▶ [What this task involves] Reproduce word for word the section of the aboriginal taxation case summary that opens with the words containing "Aboriginal Taxation –" and closes with "granted the motion.".

▶ [Article]
Aboriginal Taxation – Effect of Treaty 8, Royal Proclamation on 1763, and the United Nations Declaration on the Rights of Indigenous Peoples
Laboucan v The Queen, 2013 TCC 357
The taxpayer, like others argued that income of aboriginal persons, whether on or off reserve, is exempt from taxation. Reliance was placed on Treaty 8, The Royal Proclamation of 1763, the Charter of Rights and Freedoms, the United Nations Declaration on the Rights of Indigenous Peoples and the Supreme Court of Canada mandated duty to consult on issues relating to the rights of native peoples.
The Crown brought a motion to strike on the basis of a lack of reasonable grounds of appeal and, in part, the remedy being outside of the TCC’s jurisdiction. The court granted the motion.
The Court held:
- Treaty 8 was fund not to contain a tax exemption: see Canada v. Benoît, 2003 FCA 236; Dumont v. The Queen, 2005 TCC 790; Tuccaro v. The Queen, 2013 TCC 300; NOTE the FCA in Tuccaro v The Queen, 2014 FCA 184, determined that the FCA decision in Benoit has no presidential value as it was a based on a finding of fact and not of law.

[Excerpts from point annotation data]
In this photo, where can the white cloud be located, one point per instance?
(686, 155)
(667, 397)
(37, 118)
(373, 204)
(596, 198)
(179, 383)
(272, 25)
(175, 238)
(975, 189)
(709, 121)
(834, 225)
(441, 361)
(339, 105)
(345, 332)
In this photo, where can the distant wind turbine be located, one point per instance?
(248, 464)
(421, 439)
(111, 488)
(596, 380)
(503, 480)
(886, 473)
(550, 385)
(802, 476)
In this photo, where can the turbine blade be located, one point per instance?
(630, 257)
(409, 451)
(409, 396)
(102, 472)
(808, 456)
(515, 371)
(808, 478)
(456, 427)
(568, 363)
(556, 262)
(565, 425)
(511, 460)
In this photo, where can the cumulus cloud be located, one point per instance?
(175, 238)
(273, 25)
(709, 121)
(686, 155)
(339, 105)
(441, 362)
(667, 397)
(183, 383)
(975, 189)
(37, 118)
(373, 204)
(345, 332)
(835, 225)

▶ [Solution below]
Aboriginal Taxation – Effect of Treaty 8, Royal Proclamation on 1763, and the United Nations Declaration on the Rights of Indigenous Peoples
Laboucan v The Queen, 2013 TCC 357
The taxpayer, like others argued that income of aboriginal persons, whether on or off reserve, is exempt from taxation. Reliance was placed on Treaty 8, The Royal Proclamation of 1763, the Charter of Rights and Freedoms, the United Nations Declaration on the Rights of Indigenous Peoples and the Supreme Court of Canada mandated duty to consult on issues relating to the rights of native peoples.
The Crown brought a motion to strike on the basis of a lack of reasonable grounds of appeal and, in part, the remedy being outside of the TCC’s jurisdiction. The court granted the motion.